▶ Problem set:
[A] Answer these from the Tatyana Prorochenko text:
(i) In what city was she born?
(ii) In what event did she win gold at the 1980 Moscow Olympics?
(iii) In what distance did she mainly compete?
[B] Continue the Tatyana Prorochenko biography from its last sentence.

▶ Text:
Tatyana Prorochenko

Personal information
- Born: March 15, 1952 Berdyansk, Ukrainian SSR, Soviet Union
- Died: March 11, 2020 (aged 67) Kyiv, Ukraine

Sport
- Sport: Track and field

Medal record
Representing Soviet Union
Olympic Games
| Gold medal – first place | 1980 Moscow | 4×400 m |
| Bronze medal – third place | 1976 Montreal | 4×100 m |
European Championships
| Silver medal – second place | 1978 Prague | 4×400 m |
Summer Universiade
| Gold medal – first place | 1977 Sofia | 4x100 m |
| Gold medal – first place | 1979 Mexico City | 4x100 m |

= Tatyana Prorochenko =

Ukrainian athlete (1952–2020)

Tatyana Prorochenko (Татьяна Пророченко, Тетяна Пророченко) (March 15, 1952 – March 11, 2020) was a Ukrainian athlete from Berdyansk who competed for the Soviet Union mainly in the 400 metres.

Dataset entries
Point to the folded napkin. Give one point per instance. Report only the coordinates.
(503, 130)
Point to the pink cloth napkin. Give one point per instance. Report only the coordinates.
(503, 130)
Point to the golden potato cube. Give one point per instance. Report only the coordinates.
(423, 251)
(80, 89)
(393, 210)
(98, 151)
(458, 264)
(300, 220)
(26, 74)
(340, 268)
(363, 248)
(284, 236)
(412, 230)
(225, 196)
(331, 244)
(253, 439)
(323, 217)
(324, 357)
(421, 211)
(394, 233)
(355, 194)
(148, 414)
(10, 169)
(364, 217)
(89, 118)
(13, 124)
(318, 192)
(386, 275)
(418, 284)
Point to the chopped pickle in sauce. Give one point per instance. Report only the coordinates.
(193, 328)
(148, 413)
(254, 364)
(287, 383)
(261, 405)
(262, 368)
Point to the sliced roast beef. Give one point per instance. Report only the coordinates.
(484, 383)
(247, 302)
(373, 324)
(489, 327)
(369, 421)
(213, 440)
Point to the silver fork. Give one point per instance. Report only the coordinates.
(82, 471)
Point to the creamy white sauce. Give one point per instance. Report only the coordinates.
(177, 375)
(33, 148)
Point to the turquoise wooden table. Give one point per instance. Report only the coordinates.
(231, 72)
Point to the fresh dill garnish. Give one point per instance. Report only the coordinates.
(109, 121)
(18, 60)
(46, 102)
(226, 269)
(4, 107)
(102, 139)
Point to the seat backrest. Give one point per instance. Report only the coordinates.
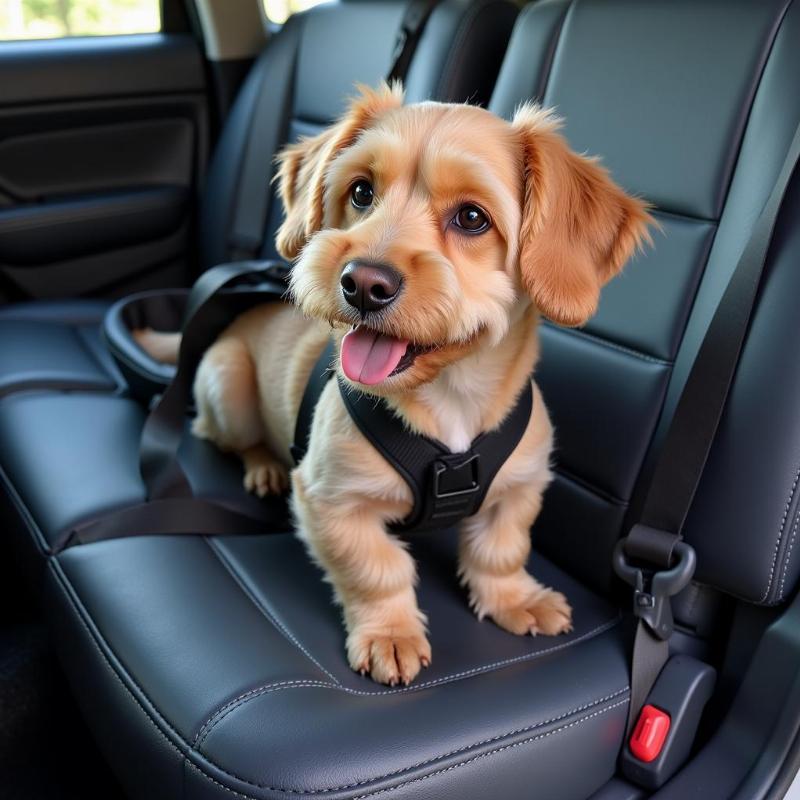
(692, 105)
(301, 83)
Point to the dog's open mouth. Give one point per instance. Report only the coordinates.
(369, 357)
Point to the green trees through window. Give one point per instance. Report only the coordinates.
(48, 19)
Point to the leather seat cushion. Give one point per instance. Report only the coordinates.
(55, 345)
(223, 662)
(71, 458)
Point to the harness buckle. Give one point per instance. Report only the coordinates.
(652, 589)
(456, 485)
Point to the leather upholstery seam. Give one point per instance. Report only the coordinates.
(81, 614)
(95, 636)
(608, 343)
(443, 771)
(277, 624)
(459, 751)
(788, 555)
(781, 532)
(497, 750)
(212, 721)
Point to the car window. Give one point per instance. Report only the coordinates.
(52, 19)
(278, 11)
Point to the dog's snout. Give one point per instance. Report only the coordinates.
(369, 287)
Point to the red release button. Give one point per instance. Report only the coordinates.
(649, 734)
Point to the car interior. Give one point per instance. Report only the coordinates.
(212, 666)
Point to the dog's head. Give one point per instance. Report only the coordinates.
(420, 228)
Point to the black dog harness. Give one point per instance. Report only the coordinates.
(446, 487)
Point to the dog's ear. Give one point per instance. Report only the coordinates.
(302, 167)
(578, 227)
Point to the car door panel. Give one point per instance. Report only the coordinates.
(102, 146)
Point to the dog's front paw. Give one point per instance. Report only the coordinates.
(543, 611)
(390, 658)
(264, 474)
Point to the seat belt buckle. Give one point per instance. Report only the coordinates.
(650, 733)
(652, 589)
(455, 485)
(663, 736)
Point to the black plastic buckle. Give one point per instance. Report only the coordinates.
(455, 485)
(653, 588)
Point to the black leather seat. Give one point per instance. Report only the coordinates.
(215, 668)
(321, 54)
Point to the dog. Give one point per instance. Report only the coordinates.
(427, 240)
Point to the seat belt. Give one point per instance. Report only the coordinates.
(171, 507)
(652, 557)
(252, 201)
(410, 32)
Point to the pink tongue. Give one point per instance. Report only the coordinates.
(369, 357)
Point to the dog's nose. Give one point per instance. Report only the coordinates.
(369, 287)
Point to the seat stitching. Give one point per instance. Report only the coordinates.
(27, 518)
(79, 609)
(62, 581)
(497, 750)
(608, 343)
(428, 761)
(234, 573)
(212, 721)
(788, 555)
(781, 532)
(452, 767)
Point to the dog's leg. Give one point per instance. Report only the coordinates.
(228, 414)
(373, 577)
(493, 550)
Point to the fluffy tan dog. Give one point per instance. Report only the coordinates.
(428, 239)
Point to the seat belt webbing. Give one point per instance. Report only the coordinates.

▶ Task answers:
[A]
(i) Berdyansk
(ii) 4×400 m
(iii) 400 metres

[B]
Prorochenko initially did gymnastics before beginning athletics in 1964. She trained at VSS Kolos in Zaporizhia. She competed for the USSR in the 1976 Summer Olympics held in Montreal, Canada in the 4x100 metres where she won a bronze medal with her teammates Lyudmila Maslakova, Vera Anisimova and Nadezhda Besfamilnaya. She also placed sixth in the 200m event in 1976. She won silver at the 4x400 relay at the 1978 European Athletics Championships and was eliminated in the semifinals of the 200m event. Additionally, she won two bronze medals and one silver medal at the 1977 IAAF World Cup and 1979 IAAF World Cup respectively. She participated in the 1980 Summer Olympics held in Moscow, competing in the 4x400 metres event, winning the gold medal with her teammates Tatyana Goyshchik, Nina Zyuskova and Irina Nazarova.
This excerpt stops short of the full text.